##### Supplied data #####
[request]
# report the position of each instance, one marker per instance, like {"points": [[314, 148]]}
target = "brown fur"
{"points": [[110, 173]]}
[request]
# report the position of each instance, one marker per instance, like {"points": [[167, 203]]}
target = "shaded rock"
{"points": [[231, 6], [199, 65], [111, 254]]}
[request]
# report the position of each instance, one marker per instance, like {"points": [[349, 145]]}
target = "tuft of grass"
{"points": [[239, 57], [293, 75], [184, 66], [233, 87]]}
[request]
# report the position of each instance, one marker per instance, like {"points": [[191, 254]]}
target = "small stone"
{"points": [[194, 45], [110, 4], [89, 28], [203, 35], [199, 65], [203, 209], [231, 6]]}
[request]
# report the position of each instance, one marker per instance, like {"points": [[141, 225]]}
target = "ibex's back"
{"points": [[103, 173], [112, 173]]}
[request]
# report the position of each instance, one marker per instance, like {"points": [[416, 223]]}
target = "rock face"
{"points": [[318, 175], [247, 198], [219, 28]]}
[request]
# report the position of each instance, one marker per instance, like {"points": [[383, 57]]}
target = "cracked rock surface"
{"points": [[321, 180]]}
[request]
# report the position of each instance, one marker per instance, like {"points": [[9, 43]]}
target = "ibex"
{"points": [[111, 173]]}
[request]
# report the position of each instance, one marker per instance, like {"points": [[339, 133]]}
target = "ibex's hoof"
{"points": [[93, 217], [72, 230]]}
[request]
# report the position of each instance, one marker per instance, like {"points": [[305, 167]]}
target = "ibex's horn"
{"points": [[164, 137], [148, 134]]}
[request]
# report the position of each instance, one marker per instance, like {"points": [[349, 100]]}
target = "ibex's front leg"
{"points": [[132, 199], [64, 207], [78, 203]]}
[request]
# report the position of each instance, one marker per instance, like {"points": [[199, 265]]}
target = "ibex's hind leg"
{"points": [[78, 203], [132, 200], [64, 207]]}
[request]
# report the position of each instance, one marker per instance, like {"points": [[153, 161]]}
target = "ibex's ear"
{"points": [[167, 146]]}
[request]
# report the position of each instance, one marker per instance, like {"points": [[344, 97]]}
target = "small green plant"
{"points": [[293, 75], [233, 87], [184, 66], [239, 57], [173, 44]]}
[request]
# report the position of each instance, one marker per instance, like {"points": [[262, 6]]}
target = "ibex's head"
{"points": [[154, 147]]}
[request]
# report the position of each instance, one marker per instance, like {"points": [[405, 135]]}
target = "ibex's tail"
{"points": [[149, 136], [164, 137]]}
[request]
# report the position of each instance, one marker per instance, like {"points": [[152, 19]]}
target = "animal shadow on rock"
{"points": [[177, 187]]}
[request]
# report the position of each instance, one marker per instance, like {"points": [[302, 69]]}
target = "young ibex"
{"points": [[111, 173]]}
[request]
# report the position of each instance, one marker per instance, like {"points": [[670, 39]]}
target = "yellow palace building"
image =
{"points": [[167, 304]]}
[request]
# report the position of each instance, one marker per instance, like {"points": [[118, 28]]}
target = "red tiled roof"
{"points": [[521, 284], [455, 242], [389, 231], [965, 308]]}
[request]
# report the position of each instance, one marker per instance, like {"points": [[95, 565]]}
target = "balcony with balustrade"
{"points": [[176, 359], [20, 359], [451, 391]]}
#####
## [Prompt]
Return the records in full. Omit nothing.

## [Worked solution]
[request]
# report the position of each instance, one marker per instance, like {"points": [[314, 148]]}
target = "brown fur"
{"points": [[110, 173]]}
[request]
# report the position of each instance, one marker per instance, like {"points": [[167, 203]]}
target = "shaded rock"
{"points": [[231, 6], [199, 65], [111, 254]]}
[request]
# report the position of each instance, one marker per instance, like {"points": [[349, 145]]}
target = "tuft of grass"
{"points": [[239, 57], [293, 75], [184, 66], [233, 87]]}
[request]
# report the position of each instance, one marker per instance, like {"points": [[191, 254]]}
target = "small stone"
{"points": [[194, 45], [110, 4], [89, 28], [203, 35], [199, 65], [203, 209], [231, 6]]}
[request]
# report the position of each instance, one marker per instance, like {"points": [[141, 225]]}
target = "ibex's back"
{"points": [[103, 173], [112, 173]]}
[request]
# report the position of each instance, one marker per instance, like {"points": [[416, 223]]}
target = "rock face"
{"points": [[318, 175], [247, 198], [219, 28]]}
[request]
# report the position of each instance, one marker per instance, like {"points": [[383, 57]]}
target = "cracked rock surface"
{"points": [[321, 180]]}
[request]
# report the position of each instance, one marker per instance, like {"points": [[9, 43]]}
target = "ibex"
{"points": [[111, 173]]}
[request]
# report the position of each instance, one marker per instance, like {"points": [[339, 133]]}
target = "ibex's hoof"
{"points": [[93, 217], [72, 230]]}
[request]
# report the position of each instance, one marker per instance, like {"points": [[305, 167]]}
target = "ibex's horn"
{"points": [[164, 137], [148, 134]]}
[request]
# report the position of each instance, one marker per instance, like {"points": [[349, 100]]}
target = "ibex's front leg"
{"points": [[132, 199], [64, 207], [78, 203]]}
[request]
# report the position of each instance, one marker per instance, like {"points": [[199, 265]]}
target = "ibex's hind leg"
{"points": [[78, 203], [132, 200], [64, 207]]}
[request]
# report the position of each instance, one marker per instance, like {"points": [[153, 161]]}
target = "ibex's ear"
{"points": [[167, 146]]}
[request]
# report the position of each instance, one marker per instance, like {"points": [[344, 97]]}
target = "small green plant"
{"points": [[293, 75], [233, 87], [184, 66], [239, 57], [173, 44]]}
[request]
# report the position of each instance, one marker per instance, like {"points": [[262, 6]]}
target = "ibex's head"
{"points": [[154, 147]]}
[request]
# report the position of each instance, one marker per instance, like {"points": [[405, 135]]}
target = "ibex's tail"
{"points": [[149, 136], [164, 137]]}
[request]
# report the position of each instance, one marker per instance, like {"points": [[152, 19]]}
target = "animal shadow on rock"
{"points": [[177, 187]]}
[request]
# report the position of each instance, one marker per instance, like {"points": [[302, 69]]}
target = "young ibex"
{"points": [[111, 173]]}
[request]
# report the position of each instance, one marker per instance, like {"points": [[670, 39]]}
target = "yellow palace building"
image =
{"points": [[167, 304]]}
[request]
# report the position of each instance, one marker per instance, like {"points": [[118, 28]]}
target = "red tiled roof"
{"points": [[521, 284], [455, 242], [389, 231], [965, 308]]}
[request]
# report the position of each instance, one marker per instance, like {"points": [[95, 565]]}
target = "balcony with balustrade"
{"points": [[176, 359], [20, 359], [451, 391]]}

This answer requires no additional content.